● Request 1
Arrange the entries below, from the line containing "Where can the tow" to the end of the entries, as a Markdown table with the columns Row and Entry. Number each line and skip blank ones.

● Selected extract
In Nature, neuroscientist Mo Costandi has a nice profile (the title of which I have stolen for my own subheading here) of UC Irvine psychologist and law prof Elizabeth Loftus., whose work as both a scholar and an expert witness has focused on the frailties of human memory and the phenomenon of false memories.
From Mo's article:
In a career spanning four decades, Loftus...has done more than any other researcher to document the unreliability of memory in experimental settings. And she has used what she has learned to testify as an expert witness in hundreds of criminal cases...[,] informing juries that memories are pliable and that eyewitness accounts are far from perfect recordings of actual events.
Her work has earned her plaudits from her peers, but it has also made her enemies. Critics charge that in her zeal to challenge the veracity of memory, Loftus has harmed victims and aided murderers and rapists. She has been sued and assaulted, and has even received death threats. “I went to a shooting range to learn how to shoot,” she says, noting that she keeps a few used targets in her office as a point of pride.
The Not-So-Tragic Tragedy of the Commons
"Undercover Economist" Tim Harford has an interesting back story, of sorts, on Garrett Hardin's famous Tragedy of the Commons and the push-back to that theory from political scientist/development economist Elinor "Lin" Ostrom. Among Harford's interesting observations is that Hardin and Ostrom were very different kinds of academics: they had different goals (Hardin, Harford says, "wanted to change the world; Ostrom merely wanted to describe it") and different methods (top-down principles-driven analysis and bottom-up case-driven analysis, respectively).
From Harford's article:
Hardin’s analysis looks prescient when applied to our habit of pumping carbon dioxide into the atmosphere or overfishing the oceans. But the existence of clear counter-examples should make us hesitate before accepting Hardin’s argument that tragedy is unstoppable. Lin Ostrom knew that there was nothing inevitable about the self-destruction of “common pool resources”, as economists call them. The tragedy of the commons wasn’t a tragedy at all. It was a problem – and problems have solutions.If Garrett Hardin and Lin Ostrom had reached different conclusions about the commons, perhaps that was because their entire approaches to academic research were different. Hardin wanted to change the world; Ostrom merely wanted to describe it.

● Records supplied
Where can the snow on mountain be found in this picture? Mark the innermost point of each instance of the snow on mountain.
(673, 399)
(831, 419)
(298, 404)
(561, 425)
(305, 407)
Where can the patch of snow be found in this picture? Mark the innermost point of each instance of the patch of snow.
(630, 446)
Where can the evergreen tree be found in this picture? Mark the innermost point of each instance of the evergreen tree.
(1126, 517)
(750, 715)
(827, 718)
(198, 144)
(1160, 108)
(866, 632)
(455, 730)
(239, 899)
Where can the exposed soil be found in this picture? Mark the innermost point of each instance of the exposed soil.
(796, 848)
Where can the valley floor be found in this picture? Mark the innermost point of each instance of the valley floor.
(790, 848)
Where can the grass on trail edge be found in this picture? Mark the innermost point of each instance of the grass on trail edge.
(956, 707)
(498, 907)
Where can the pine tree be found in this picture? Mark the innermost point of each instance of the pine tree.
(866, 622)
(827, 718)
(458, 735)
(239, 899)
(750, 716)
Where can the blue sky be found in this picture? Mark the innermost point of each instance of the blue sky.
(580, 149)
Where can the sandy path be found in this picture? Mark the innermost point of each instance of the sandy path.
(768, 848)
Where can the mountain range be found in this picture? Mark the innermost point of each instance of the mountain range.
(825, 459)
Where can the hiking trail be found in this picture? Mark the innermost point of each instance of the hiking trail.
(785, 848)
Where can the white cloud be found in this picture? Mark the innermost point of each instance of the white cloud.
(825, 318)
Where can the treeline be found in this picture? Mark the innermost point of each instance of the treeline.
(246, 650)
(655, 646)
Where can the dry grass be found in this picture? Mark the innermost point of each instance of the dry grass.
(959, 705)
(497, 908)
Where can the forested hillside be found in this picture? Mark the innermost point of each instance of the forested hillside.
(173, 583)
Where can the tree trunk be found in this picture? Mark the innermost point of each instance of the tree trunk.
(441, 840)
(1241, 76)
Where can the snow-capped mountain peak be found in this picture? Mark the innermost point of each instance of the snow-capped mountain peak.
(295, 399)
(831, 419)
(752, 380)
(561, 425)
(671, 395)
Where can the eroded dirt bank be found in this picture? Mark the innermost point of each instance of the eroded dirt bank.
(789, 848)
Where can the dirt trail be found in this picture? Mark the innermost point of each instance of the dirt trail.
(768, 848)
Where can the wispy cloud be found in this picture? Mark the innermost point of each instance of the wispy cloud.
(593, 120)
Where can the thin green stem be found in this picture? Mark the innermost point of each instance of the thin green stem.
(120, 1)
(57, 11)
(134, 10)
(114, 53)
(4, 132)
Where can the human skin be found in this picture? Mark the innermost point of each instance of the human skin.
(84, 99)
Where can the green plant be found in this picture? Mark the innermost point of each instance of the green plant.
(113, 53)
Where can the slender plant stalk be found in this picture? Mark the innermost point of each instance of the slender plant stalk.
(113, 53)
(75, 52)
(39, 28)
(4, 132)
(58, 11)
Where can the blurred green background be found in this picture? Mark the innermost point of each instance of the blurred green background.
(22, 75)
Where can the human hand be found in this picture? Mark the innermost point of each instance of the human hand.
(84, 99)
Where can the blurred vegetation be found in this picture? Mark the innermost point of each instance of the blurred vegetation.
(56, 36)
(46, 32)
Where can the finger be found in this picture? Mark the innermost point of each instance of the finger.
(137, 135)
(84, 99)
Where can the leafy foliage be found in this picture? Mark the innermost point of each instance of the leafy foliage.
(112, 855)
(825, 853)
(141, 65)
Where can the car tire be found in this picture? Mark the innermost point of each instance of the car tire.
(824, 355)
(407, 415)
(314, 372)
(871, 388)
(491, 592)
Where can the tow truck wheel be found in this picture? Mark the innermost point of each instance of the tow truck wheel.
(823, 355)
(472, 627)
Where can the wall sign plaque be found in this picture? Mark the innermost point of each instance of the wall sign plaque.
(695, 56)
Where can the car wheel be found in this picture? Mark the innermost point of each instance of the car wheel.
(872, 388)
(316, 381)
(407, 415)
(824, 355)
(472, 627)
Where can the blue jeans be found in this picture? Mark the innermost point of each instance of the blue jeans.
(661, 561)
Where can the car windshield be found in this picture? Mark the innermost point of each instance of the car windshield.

● Request 2
In the text on false memories and the commons, rewrite the part from "In Nature, neuroscientist" to "of false memories.", swapping "profile" for "portrait".

● Full response 1
| Row | Entry |
|---|---|
| 1 | Where can the tow truck wheel be found in this picture? Mark the innermost point of each instance of the tow truck wheel. |
| 2 | (823, 355) |
| 3 | (472, 627) |
| 4 | Where can the wall sign plaque be found in this picture? Mark the innermost point of each instance of the wall sign plaque. |
| 5 | (695, 56) |
| 6 | Where can the car wheel be found in this picture? Mark the innermost point of each instance of the car wheel. |
| 7 | (872, 388) |
| 8 | (316, 381) |
| 9 | (407, 415) |
| 10 | (824, 355) |
| 11 | (472, 627) |
| 12 | Where can the blue jeans be found in this picture? Mark the innermost point of each instance of the blue jeans. |
| 13 | (661, 561) |
| 14 | Where can the car windshield be found in this picture? Mark the innermost point of each instance of the car windshield. |

● Full response 2
In Nature, neuroscientist Mo Costandi has a nice portrait (the title of which I have stolen for my own subheading here) of UC Irvine psychologist and law prof Elizabeth Loftus., whose work as both a scholar and an expert witness has focused on the frailties of human memory and the phenomenon of false memories.